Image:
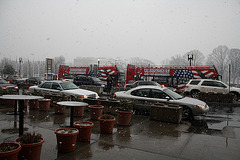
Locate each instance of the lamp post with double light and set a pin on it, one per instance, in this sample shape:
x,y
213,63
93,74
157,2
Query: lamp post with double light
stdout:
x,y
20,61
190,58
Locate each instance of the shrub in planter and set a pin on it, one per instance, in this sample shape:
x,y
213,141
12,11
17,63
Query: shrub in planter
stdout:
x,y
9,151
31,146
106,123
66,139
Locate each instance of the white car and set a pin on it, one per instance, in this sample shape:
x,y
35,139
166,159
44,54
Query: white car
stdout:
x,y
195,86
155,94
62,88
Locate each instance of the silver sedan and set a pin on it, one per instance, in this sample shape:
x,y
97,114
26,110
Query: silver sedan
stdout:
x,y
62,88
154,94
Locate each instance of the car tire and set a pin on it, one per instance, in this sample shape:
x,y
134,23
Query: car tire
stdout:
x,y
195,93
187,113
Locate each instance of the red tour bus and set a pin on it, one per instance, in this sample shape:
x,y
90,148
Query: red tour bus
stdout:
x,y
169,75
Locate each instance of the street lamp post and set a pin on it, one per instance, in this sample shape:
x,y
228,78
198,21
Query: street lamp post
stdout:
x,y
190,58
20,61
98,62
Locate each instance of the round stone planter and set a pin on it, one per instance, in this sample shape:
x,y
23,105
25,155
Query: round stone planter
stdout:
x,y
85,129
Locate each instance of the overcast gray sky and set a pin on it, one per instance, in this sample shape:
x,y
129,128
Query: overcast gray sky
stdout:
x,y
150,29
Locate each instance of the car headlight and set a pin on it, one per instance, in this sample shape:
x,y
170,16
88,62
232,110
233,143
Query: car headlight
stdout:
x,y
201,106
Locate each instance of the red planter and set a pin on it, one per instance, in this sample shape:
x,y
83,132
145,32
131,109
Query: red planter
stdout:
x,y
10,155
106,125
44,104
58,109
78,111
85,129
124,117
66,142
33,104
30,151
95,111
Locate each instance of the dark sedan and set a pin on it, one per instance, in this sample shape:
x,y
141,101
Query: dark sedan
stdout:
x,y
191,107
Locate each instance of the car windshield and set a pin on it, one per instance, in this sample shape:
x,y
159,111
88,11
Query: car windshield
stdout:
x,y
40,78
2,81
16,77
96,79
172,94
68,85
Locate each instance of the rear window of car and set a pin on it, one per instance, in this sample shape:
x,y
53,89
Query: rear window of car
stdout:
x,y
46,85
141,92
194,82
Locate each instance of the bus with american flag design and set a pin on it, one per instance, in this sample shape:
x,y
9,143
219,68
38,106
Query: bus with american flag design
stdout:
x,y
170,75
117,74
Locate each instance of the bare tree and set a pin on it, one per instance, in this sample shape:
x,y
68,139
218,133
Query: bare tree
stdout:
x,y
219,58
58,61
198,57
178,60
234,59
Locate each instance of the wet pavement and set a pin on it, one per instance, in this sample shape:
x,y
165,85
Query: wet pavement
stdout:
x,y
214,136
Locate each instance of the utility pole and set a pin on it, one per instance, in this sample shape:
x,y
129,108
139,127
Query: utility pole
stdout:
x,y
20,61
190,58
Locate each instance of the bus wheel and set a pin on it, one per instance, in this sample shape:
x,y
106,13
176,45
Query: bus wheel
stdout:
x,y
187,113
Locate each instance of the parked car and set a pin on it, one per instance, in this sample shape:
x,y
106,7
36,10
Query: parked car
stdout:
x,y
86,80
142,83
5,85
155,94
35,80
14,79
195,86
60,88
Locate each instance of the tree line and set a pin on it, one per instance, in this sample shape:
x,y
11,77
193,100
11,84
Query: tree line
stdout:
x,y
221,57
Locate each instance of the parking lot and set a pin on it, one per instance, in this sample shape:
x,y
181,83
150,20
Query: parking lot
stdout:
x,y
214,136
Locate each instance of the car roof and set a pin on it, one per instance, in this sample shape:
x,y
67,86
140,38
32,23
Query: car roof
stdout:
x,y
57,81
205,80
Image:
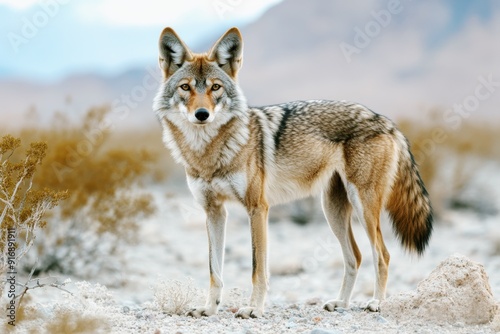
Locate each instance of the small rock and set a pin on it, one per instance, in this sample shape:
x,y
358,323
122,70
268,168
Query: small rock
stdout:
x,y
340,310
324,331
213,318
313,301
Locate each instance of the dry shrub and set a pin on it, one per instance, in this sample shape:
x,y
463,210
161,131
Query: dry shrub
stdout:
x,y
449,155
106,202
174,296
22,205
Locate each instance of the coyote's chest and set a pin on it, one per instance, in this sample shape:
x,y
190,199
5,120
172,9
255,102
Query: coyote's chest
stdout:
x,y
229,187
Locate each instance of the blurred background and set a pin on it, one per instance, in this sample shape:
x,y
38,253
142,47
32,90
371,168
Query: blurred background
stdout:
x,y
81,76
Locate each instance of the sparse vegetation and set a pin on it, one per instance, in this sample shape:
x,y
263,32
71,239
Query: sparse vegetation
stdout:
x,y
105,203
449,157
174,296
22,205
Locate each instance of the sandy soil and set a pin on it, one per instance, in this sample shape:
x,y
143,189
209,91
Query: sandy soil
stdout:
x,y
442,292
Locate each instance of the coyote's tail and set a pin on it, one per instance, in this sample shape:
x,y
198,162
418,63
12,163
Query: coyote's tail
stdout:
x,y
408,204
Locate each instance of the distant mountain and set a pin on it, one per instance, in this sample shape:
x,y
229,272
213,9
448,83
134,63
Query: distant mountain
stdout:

::::::::::

#### [THE PROBLEM]
Starting with the line that contains "Locate each instance of the dry", print every line through the end of the entries above exactly as written, both boundary lines included, and nothing else.

#### [EXERCISE RESPONSE]
Locate each instance of the dry shrub and set a pin on it, one per instance, in this sample shape:
x,y
463,210
161,131
Query: dry shrub
stdout:
x,y
449,155
106,202
174,296
22,205
Locate each instance of the coyote's chest and set a pin on it, one per instance, in this sample shape:
x,y
190,199
5,120
172,9
255,102
Query: coyote's chest
stdout:
x,y
229,187
Locate each instance of the blurred background and set a pin on it, one per instance, in this sample shape:
x,y
38,253
142,47
32,90
371,168
Query: blurred background
stdout:
x,y
81,76
Locate each instance of the sparse vegetation and set a pin on it, one per instance, in this sample shape:
x,y
263,32
71,239
Query: sparse vegetation
stdout:
x,y
105,203
449,157
174,296
22,205
Locate each instance of the sandy soil and set a pin on it, one per instance, in this sample shape:
x,y
143,189
209,91
Query: sandy soil
stdout:
x,y
442,292
Locate each instance of the coyote's tail and set a pin on it, one per instance, in this sample shape:
x,y
198,162
418,63
12,163
Query: coyote's tail
stdout:
x,y
408,204
Locate each instance of the distant mountain and set a pin on it, one per instance, in this sample shape:
x,y
229,272
213,9
448,83
134,63
Query: distant mountain
stdout:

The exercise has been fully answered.